### Lesetext
★ ★ ★ ★ ★

Die Fragen stellten GUNTRAM DOELFS und MARGARETE HASEL.: Wie positioniert sich die IG Metall vor dem Wahlkampf?

Ausgabe 03/2017

Interview Tanja Smolenski, Leiterin der Grundsatzabteilung der IG Metall, über das gewachsene Selbstbewusstsein ihrer Gewerkschaft und warum Martin Schulz richtig liegt.  

Die Fragen stellten GUNTRAM DOELFS und MARGARETE HASEL.

Tanja Smolenski, die IG Metall spricht in ihrem Positionspapier zur Bundestagswahl  von einer „entscheidenden politischen Weichenstellung“ bei dieser Wahl. Warum diese dramatische Tonlage, wo die Arbeitslosigkeit auf dem niedrigsten Stand seit der Wiedervereinigung ist?

★ ★ ★ ★ ★

### Daten zur Auswertung
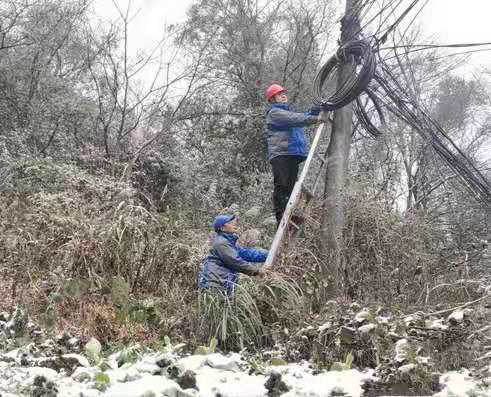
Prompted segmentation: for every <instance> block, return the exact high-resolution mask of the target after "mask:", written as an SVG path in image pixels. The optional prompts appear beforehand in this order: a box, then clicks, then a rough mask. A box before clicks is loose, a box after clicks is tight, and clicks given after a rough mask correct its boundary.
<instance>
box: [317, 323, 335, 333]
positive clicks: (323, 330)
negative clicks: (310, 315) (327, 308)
mask: <svg viewBox="0 0 491 397" xmlns="http://www.w3.org/2000/svg"><path fill="white" fill-rule="evenodd" d="M331 327H332V321H328V322H327V323H324V324H322V325H320V326H319V328H318V331H319V332H324V331H325V330H327V329H329V328H331Z"/></svg>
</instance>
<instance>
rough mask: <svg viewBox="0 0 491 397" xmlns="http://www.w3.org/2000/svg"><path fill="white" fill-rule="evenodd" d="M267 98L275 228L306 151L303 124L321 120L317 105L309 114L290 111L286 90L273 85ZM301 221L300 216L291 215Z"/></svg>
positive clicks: (289, 106) (268, 92) (306, 153)
mask: <svg viewBox="0 0 491 397" xmlns="http://www.w3.org/2000/svg"><path fill="white" fill-rule="evenodd" d="M266 99H267V101H268V102H269V103H271V108H270V109H269V110H268V112H267V113H266V139H267V142H268V159H269V161H270V163H271V167H272V169H273V184H274V190H273V208H274V213H275V216H276V226H277V227H278V226H279V225H280V222H281V218H282V216H283V212H284V211H285V207H286V205H287V203H288V200H289V198H290V195H291V193H292V190H293V187H294V186H295V182H296V180H297V175H298V166H299V165H300V163H302V162H303V161H304V160H305V159H306V158H307V154H308V142H307V139H306V137H305V133H304V127H306V126H309V125H313V124H317V123H320V122H323V121H324V119H323V118H322V117H321V116H319V113H320V108H316V107H313V108H312V109H311V111H310V112H308V113H298V112H293V111H291V110H290V106H289V104H288V96H287V95H286V89H285V88H283V87H282V86H280V85H279V84H272V85H270V86H269V87H268V89H267V90H266ZM292 220H293V222H295V223H301V222H302V221H303V220H302V219H301V218H300V217H294V216H293V217H292Z"/></svg>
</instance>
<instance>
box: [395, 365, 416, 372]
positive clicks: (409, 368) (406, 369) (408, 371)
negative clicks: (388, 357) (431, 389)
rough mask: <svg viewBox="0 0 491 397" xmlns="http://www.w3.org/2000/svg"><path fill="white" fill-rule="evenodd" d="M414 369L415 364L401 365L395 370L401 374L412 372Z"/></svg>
mask: <svg viewBox="0 0 491 397" xmlns="http://www.w3.org/2000/svg"><path fill="white" fill-rule="evenodd" d="M415 369H416V364H406V365H401V366H400V367H399V368H397V370H398V371H399V372H401V373H403V374H407V373H409V372H413V371H414V370H415Z"/></svg>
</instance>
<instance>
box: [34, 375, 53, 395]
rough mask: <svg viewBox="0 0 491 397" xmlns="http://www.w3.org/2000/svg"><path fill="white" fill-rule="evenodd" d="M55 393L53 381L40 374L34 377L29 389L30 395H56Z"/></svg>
mask: <svg viewBox="0 0 491 397" xmlns="http://www.w3.org/2000/svg"><path fill="white" fill-rule="evenodd" d="M57 395H58V389H57V388H56V385H55V383H54V382H52V381H49V380H47V379H46V378H45V377H44V376H42V375H38V376H36V377H35V378H34V380H33V383H32V389H31V396H32V397H56V396H57Z"/></svg>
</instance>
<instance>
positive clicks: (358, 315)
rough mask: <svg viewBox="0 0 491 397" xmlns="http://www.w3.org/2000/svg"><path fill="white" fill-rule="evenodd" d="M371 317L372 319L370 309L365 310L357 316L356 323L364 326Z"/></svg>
mask: <svg viewBox="0 0 491 397" xmlns="http://www.w3.org/2000/svg"><path fill="white" fill-rule="evenodd" d="M369 317H370V311H369V310H368V309H363V310H362V311H360V312H358V313H357V314H356V316H355V321H356V322H357V323H358V324H363V323H364V322H366V321H368V318H369Z"/></svg>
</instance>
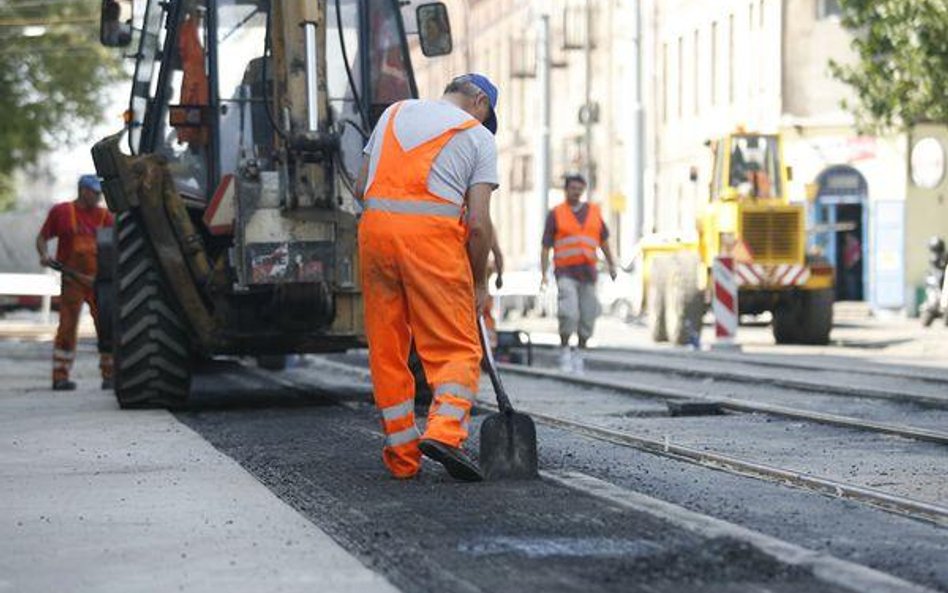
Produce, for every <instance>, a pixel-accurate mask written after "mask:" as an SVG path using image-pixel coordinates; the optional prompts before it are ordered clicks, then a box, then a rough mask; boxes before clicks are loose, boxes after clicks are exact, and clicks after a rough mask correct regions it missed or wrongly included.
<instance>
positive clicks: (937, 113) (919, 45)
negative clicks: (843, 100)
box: [830, 0, 948, 131]
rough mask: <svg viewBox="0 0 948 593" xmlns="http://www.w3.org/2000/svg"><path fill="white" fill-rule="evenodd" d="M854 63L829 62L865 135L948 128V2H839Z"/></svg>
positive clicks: (833, 74) (847, 104) (855, 0)
mask: <svg viewBox="0 0 948 593" xmlns="http://www.w3.org/2000/svg"><path fill="white" fill-rule="evenodd" d="M840 5H841V7H842V13H843V16H842V21H841V22H842V25H843V27H845V28H846V29H848V30H850V31H851V32H852V33H853V34H854V40H853V43H852V46H853V49H854V50H855V51H856V57H857V61H856V63H854V64H851V65H843V64H839V63H836V62H831V63H830V69H831V71H832V72H833V75H834V76H835V77H836V78H838V79H839V80H841V81H843V82H845V83H847V84H849V85H850V86H852V87H853V89H854V90H855V92H856V101H855V104H852V105H850V104H845V105H844V106H845V107H847V108H849V109H852V110H853V111H854V113H855V114H856V118H857V123H858V125H859V127H860V128H861V129H863V130H866V131H883V130H886V129H892V128H906V127H909V126H912V125H913V124H916V123H920V122H926V121H929V122H940V123H946V124H948V84H946V83H948V0H840Z"/></svg>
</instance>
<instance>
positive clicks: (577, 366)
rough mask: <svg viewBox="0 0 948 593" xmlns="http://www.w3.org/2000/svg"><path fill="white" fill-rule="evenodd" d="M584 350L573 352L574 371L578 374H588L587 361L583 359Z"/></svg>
mask: <svg viewBox="0 0 948 593" xmlns="http://www.w3.org/2000/svg"><path fill="white" fill-rule="evenodd" d="M583 352H584V350H574V351H573V353H572V356H573V373H574V374H576V375H584V374H586V361H585V360H584V359H583Z"/></svg>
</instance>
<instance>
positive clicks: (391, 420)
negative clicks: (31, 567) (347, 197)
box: [359, 211, 481, 478]
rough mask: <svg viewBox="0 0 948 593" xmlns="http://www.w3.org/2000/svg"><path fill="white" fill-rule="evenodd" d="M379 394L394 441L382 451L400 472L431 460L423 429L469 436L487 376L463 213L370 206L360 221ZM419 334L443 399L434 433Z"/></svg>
mask: <svg viewBox="0 0 948 593" xmlns="http://www.w3.org/2000/svg"><path fill="white" fill-rule="evenodd" d="M359 256H360V264H361V267H362V287H363V295H364V300H365V330H366V336H367V338H368V342H369V367H370V370H371V372H372V383H373V387H374V394H375V402H376V405H377V406H378V407H379V409H380V410H381V413H382V425H383V428H384V430H385V434H386V440H385V445H384V447H383V450H382V459H383V461H384V463H385V465H386V466H387V467H388V469H389V470H390V471H391V472H392V474H393V475H394V476H395V477H398V478H408V477H411V476H414V475H415V474H416V473H417V472H418V470H419V469H420V467H421V452H420V451H419V449H418V441H419V439H420V438H424V439H432V440H435V441H439V442H441V443H444V444H445V445H448V446H450V447H460V446H461V445H462V444H463V443H464V441H465V440H466V439H467V433H468V425H469V423H470V414H471V406H472V405H473V402H474V398H475V395H476V393H477V384H478V380H479V377H480V367H479V365H480V360H481V346H480V342H479V340H478V335H477V326H476V319H475V305H474V285H473V279H472V276H471V267H470V263H469V261H468V259H467V251H466V249H465V230H464V227H463V226H462V225H461V224H460V223H459V222H457V221H450V220H446V219H444V218H437V217H426V216H413V215H405V214H396V213H390V212H380V211H367V212H366V213H365V214H364V215H363V217H362V222H361V224H360V228H359ZM412 338H414V340H415V348H416V350H417V351H418V356H419V358H420V359H421V362H422V365H423V366H424V369H425V375H426V376H427V378H428V381H429V383H430V384H431V388H432V392H433V394H434V399H433V402H432V404H431V407H430V409H429V411H428V422H427V425H426V427H425V431H424V434H423V435H422V434H420V433H419V431H418V429H417V427H416V425H415V414H414V393H415V381H414V377H413V376H412V373H411V371H410V370H409V368H408V355H409V349H410V347H411V341H412Z"/></svg>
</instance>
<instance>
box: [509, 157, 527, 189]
mask: <svg viewBox="0 0 948 593" xmlns="http://www.w3.org/2000/svg"><path fill="white" fill-rule="evenodd" d="M510 189H511V190H513V191H530V190H532V189H533V155H529V154H525V155H521V156H516V157H514V159H513V166H512V167H511V169H510Z"/></svg>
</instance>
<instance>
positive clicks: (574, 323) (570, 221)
mask: <svg viewBox="0 0 948 593" xmlns="http://www.w3.org/2000/svg"><path fill="white" fill-rule="evenodd" d="M564 190H565V193H566V200H565V201H564V202H563V203H562V204H560V205H559V206H557V207H556V208H554V209H553V210H551V211H550V213H549V215H548V216H547V219H546V226H545V228H544V231H543V250H542V254H541V256H540V270H541V272H542V280H541V284H542V286H543V287H546V285H547V283H548V280H547V271H548V270H549V267H550V250H552V251H553V266H554V274H555V276H556V290H557V297H556V303H557V318H558V321H559V333H560V346H561V350H560V356H559V365H560V370H561V371H564V372H574V373H582V372H583V371H584V368H583V367H584V362H583V357H582V352H581V351H582V350H585V349H586V343H587V341H588V340H589V338H590V336H592V333H593V328H594V326H595V323H596V318H597V317H598V316H599V313H600V306H599V299H598V298H597V296H596V276H597V271H596V265H597V264H598V263H599V258H598V256H597V253H596V250H597V248H598V249H602V253H603V255H604V256H605V257H606V264H607V265H608V269H609V276H610V277H611V278H612V279H613V280H615V279H616V266H615V262H614V260H613V258H612V250H611V249H610V248H609V243H608V242H607V241H608V239H609V229H608V228H606V223H605V221H603V219H602V213H601V212H600V210H599V206H597V205H596V204H591V203H588V202H582V201H580V198H582V196H583V193H584V192H585V191H586V179H585V178H584V177H583V176H582V175H569V176H567V177H566V181H565V183H564ZM574 333H575V334H577V336H578V337H579V349H580V352H577V351H576V350H575V349H574V348H572V347H570V339H571V338H572V336H573V334H574Z"/></svg>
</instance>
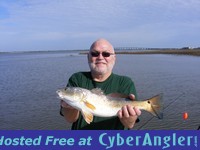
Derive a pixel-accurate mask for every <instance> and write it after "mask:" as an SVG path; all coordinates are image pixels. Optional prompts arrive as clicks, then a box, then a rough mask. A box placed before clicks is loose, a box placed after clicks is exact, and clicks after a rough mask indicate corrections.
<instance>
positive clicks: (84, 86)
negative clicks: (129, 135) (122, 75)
mask: <svg viewBox="0 0 200 150" xmlns="http://www.w3.org/2000/svg"><path fill="white" fill-rule="evenodd" d="M87 58H88V64H89V67H90V71H89V72H78V73H74V74H73V75H72V76H71V77H70V78H69V80H68V84H67V86H70V87H81V88H85V89H89V90H92V89H94V88H100V89H101V90H102V91H104V93H105V94H111V93H121V94H125V95H129V98H130V99H131V100H136V99H137V93H136V89H135V86H134V82H133V81H132V80H131V79H130V78H129V77H126V76H120V75H117V74H114V73H113V72H112V70H113V67H114V65H115V61H116V55H115V51H114V48H113V46H112V44H111V43H110V42H109V41H107V40H106V39H98V40H96V41H95V42H94V43H93V44H92V45H91V47H90V50H89V53H88V55H87ZM102 111H103V110H102ZM60 112H61V115H63V116H64V118H65V119H66V121H67V122H69V123H72V127H71V129H72V130H124V129H130V128H133V127H134V124H135V122H136V120H137V118H138V116H140V115H141V111H140V110H139V109H138V108H137V107H134V108H133V107H132V106H130V105H126V106H123V107H122V108H121V110H119V111H118V113H117V115H118V116H117V117H108V118H107V117H106V118H105V117H96V116H94V118H93V122H92V123H90V124H87V123H86V122H85V120H84V119H83V116H82V115H81V113H80V112H79V110H77V109H75V108H73V107H71V106H69V105H68V104H67V103H65V102H64V101H62V100H61V111H60Z"/></svg>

★ ★ ★ ★ ★

### Arbeitsauftrag 1
Geben Sie zu jeder Aussage an, ob sie mit dem Lesetext übereinstimmt, und belegen Sie Ihr Ja oder Nein mit den entscheidenden Wörtern des Textes als wörtlichem Zitat.
(a) Tanja Smolenski leitet die Grundsatzabteilung der IG Metall.
(b) Das Interview erschien in Ausgabe 02/2017.
(c) Laut der Frage ist die Arbeitslosigkeit auf dem höchsten Stand seit der Wiedervereinigung.
### Arbeitsauftrag 2
Beantworten Sie anhand des Lesetextes diese Fragen:
(a) Wer stellte die Fragen?
(b) In welchem Papier spricht die IG Metall von einer „entscheidenden politischen Weichenstellung“?
(c) Von wem heißt es im Vorspann, er liege richtig?
Grundlage ist allein der Lesetext.

### Ergebnis 1
(a) Ja: „Leiterin der Grundsatzabteilung der IG Metall“
(b) Nein: „Ausgabe 03/2017“
(c) Nein: „auf dem niedrigsten Stand seit der Wiedervereinigung“

### Ergebnis 2
(a) Guntram Doelfs und Margarete Hasel.
(b) In ihrem Positionspapier zur Bundestagswahl.
(c) Von Martin Schulz.